→ Text passage
This is a continuation of Fall.
I am sitting in a rocking chair with my leg, in a cast from my ankle to my hip, propped on a milk crate. I am angry as I look around at the glorified hallway of an apartment that I am stuck in. This cramped, dilapidated set of rooms, with the uneven floors and the bars on the windows in a lousy neighborhood. The last four weeks have been a string of disappointments, one after another. Four weeks of finding out that I could not cook properly while on crutches. Four weeks not being able to go where I want, when I want. Four weeks of pain, and pills for pain and inflammation, and blood thinners. Four weeks of no booze, no cigarettes, no real company other than a three-year-old who doesn’t speak well, and really has no idea what is going on. And after those four weeks the doctor tells me that I have, at the very least, four more weeks of the same to look forward to. It feels like I am always angry.
I didn’t pick out this apartment, my wife did. She had to pick it out herself because I had to go and break my knee. We have just moved in. That is to say my wife and my best friend moved us in, it is a bit hard to do any heavy lifting with only one usable leg. This apartment is too expensive for its condition and area, but it is what we can afford. Especially now that I am not working. My wife has taken work as a dishwasher in the restaurant where I worked to help with the bills. She is almost never home now. There is so much for her to do now, shopping, paying bills, work, and taking our daughter to her speech therapy. I feel like she is avoiding me. I’d be avoiding me if I was able to leave.
I make attempts to unpack our belongings from time to time. This is a bit scary as I have to lower myself to the ground and hope I can engineer a way of getting back up again each time I inspect a boxes contents to figure out where things should go. Attempting to move furniture by myself is dangerous, my daughter scampers about wanting to “help”, and leaving a trail of toys in her wake. I do not have to do this myself but the clutter and my inactivity infuriates me. I manage to accomplish close to nothing except irritating myself further. It will have to wait until my wife’s day off. My only other available distractions are either, sitting in my chair staring through the barred window at the brick wall and closed blinds of the house across the driveway, or laying in bed watching television. I have had my fill of the latter and am quickly growing tired of the former.
I do get to take a few outings, when my wife has time to escort me, to the coffee shop. I use these opportunities to access the internet and realize the gap of distance and time between myself and most of the people I know. When I am there it can be hit or miss whether I meet up with any of my friends. When I do they always seem have to go back to work or leave for appointments far too soon, still it is good to see them even just for a minute. There are not many of these trips though, as they are time-consuming, exhausting, and painful.

→ Excerpted records
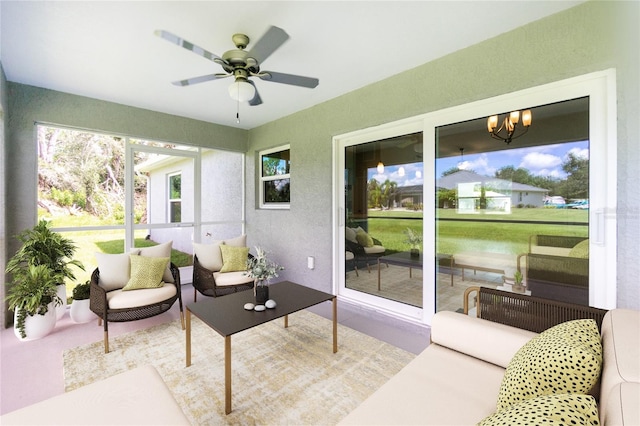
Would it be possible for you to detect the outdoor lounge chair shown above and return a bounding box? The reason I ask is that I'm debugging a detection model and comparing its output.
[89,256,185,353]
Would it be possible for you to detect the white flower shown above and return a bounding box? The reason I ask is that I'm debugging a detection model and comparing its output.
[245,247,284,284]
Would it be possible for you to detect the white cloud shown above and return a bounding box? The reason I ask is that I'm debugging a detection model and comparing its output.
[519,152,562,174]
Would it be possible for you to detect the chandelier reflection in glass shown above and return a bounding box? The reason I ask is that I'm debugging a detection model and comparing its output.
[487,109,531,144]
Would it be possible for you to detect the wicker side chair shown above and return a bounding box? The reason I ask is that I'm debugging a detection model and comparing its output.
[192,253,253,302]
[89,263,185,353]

==

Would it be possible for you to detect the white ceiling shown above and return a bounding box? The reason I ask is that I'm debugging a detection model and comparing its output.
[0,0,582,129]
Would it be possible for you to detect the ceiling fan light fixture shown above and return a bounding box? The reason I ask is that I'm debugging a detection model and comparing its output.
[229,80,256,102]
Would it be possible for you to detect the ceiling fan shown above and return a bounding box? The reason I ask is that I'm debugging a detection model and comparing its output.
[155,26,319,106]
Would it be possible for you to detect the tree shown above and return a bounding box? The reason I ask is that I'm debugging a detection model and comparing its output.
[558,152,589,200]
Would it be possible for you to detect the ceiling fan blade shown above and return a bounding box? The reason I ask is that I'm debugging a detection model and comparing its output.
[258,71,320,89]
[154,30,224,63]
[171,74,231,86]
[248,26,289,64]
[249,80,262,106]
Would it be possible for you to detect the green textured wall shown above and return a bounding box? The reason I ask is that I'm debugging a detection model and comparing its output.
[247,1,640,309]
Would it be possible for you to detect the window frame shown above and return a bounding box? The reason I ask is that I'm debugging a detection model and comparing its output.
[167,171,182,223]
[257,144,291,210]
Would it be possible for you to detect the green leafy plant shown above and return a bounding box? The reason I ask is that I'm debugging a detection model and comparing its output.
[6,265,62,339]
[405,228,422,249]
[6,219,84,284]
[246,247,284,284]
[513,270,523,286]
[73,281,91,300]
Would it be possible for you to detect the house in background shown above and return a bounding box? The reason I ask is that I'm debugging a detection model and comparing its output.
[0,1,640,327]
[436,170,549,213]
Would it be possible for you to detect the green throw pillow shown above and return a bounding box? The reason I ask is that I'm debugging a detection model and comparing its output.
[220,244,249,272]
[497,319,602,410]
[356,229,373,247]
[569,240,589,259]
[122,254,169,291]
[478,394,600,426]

→ Exercise description
Retype the passage about recovering from a broken knee from "I didn’t pick" to "able to leave.". The data come from a different source than the text.

→ The completed task
I didn’t pick out this apartment, my wife did. She had to pick it out herself because I had to go and break my knee. We have just moved in. That is to say my wife and my best friend moved us in, it is a bit hard to do any heavy lifting with only one usable leg. This apartment is too expensive for its condition and area, but it is what we can afford. Especially now that I am not working. My wife has taken work as a dishwasher in the restaurant where I worked to help with the bills. She is almost never home now. There is so much for her to do now, shopping, paying bills, work, and taking our daughter to her speech therapy. I feel like she is avoiding me. I’d be avoiding me if I was able to leave.